#### What is asked:
Show every line of the data that contains the word "door".
── Records shown
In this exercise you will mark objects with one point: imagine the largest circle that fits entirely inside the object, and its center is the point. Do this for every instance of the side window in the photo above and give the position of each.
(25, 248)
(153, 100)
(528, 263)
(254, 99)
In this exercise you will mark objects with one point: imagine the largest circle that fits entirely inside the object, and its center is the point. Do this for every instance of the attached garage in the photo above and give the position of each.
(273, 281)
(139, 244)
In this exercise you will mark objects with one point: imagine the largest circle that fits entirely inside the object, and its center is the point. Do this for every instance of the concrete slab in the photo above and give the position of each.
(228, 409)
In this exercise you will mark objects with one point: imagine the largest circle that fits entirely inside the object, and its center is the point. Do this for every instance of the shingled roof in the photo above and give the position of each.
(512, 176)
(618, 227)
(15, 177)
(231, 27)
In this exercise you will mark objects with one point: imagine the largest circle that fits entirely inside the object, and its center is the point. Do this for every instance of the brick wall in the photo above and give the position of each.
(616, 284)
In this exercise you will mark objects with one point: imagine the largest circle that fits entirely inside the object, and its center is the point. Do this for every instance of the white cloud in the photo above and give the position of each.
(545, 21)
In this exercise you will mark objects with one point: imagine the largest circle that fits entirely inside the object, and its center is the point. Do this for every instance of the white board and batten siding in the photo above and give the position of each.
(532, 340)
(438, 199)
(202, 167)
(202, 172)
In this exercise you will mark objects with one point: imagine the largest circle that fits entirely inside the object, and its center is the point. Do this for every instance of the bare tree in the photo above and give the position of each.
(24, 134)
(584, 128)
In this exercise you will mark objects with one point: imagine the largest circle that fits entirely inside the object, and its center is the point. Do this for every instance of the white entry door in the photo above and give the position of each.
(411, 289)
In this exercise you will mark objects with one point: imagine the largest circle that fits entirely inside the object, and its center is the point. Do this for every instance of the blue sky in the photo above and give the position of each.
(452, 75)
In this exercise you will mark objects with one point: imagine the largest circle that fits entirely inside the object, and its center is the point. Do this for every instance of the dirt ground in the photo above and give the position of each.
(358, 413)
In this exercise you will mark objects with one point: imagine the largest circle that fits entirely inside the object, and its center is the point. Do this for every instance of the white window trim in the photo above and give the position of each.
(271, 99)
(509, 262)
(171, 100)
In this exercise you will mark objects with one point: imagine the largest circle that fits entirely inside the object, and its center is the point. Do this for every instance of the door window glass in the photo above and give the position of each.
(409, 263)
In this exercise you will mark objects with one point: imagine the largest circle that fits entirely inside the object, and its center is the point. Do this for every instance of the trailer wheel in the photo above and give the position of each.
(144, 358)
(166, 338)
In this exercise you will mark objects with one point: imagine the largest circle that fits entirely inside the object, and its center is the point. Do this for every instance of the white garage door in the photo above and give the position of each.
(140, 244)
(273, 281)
────
── Records shown
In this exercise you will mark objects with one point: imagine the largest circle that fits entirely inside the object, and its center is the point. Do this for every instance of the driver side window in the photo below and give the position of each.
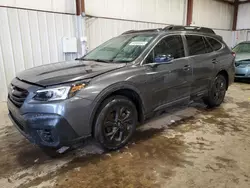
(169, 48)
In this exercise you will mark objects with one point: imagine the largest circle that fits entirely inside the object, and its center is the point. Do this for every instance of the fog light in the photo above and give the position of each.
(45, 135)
────
#### Solved problem:
In this exercise you will mark objects with one point: imagine the largest circle that fits entirely inside the object, and its center is the point. Do this for every instance of the white entry door in the photo above and give the position of each.
In this exercise you will mark objects with one point: imagine the largest circle that fits entirely inside the object, and its center is the point. Do this for every instance of the door window glass in the photo above and give the position of each.
In this exercise you will mark objects with one point: imagine the largest circle that fits entirely inside the object, and its center is the point. Do this for every instance of the white garage door in the photo above and give the position of each.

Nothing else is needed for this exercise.